• _Exercise aim_
Count how many lines of the material below contain the string "window", and give only that number.

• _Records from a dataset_
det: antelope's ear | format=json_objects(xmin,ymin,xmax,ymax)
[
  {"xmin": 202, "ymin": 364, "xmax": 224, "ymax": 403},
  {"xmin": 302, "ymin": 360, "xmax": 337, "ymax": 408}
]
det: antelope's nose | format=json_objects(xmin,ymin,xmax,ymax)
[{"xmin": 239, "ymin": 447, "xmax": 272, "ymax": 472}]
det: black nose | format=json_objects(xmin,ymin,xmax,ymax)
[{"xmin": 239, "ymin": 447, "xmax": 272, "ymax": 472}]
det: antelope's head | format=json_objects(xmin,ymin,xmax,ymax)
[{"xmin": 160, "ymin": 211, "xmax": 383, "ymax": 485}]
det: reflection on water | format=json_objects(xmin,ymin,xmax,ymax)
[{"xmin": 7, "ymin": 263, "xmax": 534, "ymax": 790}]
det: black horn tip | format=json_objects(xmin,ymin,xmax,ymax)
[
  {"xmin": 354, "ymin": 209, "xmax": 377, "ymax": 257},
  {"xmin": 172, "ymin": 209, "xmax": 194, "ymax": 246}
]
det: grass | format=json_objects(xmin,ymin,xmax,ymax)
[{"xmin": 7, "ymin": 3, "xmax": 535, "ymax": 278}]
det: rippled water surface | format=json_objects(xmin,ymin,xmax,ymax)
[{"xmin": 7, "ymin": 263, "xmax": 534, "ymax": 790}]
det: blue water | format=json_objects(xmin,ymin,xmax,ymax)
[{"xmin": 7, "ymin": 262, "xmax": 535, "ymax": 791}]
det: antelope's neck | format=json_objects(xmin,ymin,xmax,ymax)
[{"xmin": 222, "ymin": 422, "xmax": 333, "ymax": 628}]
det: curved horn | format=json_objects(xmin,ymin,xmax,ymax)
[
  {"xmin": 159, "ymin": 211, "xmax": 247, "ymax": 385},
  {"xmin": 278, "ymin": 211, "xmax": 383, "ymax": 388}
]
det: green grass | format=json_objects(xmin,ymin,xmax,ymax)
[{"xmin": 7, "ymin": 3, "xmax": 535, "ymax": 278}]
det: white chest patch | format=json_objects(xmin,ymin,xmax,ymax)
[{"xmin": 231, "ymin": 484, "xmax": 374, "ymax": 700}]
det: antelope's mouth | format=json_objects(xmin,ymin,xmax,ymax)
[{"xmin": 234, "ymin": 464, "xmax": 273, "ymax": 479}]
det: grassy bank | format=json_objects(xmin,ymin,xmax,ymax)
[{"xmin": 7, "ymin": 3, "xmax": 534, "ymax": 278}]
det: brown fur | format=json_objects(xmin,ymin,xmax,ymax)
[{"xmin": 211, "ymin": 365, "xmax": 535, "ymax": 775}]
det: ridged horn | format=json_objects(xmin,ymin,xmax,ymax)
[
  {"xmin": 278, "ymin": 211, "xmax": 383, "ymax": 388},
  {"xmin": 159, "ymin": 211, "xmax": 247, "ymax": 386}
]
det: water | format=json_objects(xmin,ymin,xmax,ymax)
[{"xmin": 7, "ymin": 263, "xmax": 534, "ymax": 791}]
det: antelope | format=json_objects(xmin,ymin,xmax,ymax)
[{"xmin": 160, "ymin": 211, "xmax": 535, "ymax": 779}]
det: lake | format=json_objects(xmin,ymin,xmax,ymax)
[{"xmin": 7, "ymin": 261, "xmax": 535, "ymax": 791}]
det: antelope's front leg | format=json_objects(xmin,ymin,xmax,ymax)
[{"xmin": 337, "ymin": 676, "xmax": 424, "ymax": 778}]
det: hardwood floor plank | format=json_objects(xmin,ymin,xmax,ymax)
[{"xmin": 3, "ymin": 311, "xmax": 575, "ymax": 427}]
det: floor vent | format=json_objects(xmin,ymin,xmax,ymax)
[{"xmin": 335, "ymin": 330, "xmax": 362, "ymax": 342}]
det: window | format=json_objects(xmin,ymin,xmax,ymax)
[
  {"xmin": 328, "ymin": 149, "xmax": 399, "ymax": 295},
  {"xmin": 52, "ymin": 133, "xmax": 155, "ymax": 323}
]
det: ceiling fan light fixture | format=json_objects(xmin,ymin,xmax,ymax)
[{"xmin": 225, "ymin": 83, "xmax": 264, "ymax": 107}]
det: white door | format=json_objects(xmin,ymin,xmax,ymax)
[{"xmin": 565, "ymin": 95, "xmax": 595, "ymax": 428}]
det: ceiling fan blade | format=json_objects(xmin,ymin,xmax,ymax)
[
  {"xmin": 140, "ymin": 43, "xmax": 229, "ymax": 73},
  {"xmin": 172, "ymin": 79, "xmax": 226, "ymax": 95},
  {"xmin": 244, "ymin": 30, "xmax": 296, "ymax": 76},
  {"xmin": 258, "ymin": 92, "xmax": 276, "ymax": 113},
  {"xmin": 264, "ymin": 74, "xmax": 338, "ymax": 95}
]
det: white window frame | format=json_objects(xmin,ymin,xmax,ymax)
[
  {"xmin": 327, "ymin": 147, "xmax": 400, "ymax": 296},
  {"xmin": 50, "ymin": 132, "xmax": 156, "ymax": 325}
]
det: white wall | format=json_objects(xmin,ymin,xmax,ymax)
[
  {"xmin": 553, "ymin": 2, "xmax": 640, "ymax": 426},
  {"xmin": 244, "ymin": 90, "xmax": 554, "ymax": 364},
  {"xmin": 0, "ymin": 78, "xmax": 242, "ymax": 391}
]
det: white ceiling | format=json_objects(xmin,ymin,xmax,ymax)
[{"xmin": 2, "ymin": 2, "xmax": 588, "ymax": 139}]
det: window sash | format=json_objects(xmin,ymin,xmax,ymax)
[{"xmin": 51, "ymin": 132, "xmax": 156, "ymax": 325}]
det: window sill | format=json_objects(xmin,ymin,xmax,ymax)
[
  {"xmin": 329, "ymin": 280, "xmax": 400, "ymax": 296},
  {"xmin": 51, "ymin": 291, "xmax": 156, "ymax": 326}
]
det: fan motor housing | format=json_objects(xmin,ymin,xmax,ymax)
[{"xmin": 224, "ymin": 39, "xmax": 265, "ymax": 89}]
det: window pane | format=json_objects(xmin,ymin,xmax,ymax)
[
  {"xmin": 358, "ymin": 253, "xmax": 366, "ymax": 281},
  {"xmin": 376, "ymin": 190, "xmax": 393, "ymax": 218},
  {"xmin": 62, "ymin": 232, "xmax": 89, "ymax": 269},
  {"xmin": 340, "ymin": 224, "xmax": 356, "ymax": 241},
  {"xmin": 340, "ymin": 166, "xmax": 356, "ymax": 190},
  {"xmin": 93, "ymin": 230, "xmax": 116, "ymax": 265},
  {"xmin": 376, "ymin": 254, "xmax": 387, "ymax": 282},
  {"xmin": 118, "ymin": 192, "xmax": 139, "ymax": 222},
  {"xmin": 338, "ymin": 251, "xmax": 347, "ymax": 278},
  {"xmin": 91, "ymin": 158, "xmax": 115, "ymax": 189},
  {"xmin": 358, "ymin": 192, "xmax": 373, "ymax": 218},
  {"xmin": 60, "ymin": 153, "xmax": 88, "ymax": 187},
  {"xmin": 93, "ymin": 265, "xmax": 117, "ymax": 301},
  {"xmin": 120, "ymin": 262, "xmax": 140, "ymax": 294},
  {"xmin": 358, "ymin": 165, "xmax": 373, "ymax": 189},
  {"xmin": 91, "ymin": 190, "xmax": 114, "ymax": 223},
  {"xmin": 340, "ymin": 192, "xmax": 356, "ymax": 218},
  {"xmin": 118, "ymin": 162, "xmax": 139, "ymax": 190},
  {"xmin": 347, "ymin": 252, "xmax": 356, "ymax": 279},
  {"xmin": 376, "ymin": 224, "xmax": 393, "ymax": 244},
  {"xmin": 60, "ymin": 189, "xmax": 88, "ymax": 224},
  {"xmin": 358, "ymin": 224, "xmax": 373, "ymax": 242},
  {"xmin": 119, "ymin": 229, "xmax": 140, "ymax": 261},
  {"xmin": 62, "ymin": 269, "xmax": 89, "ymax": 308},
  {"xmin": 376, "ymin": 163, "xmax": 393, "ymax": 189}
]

• _Exercise response_
5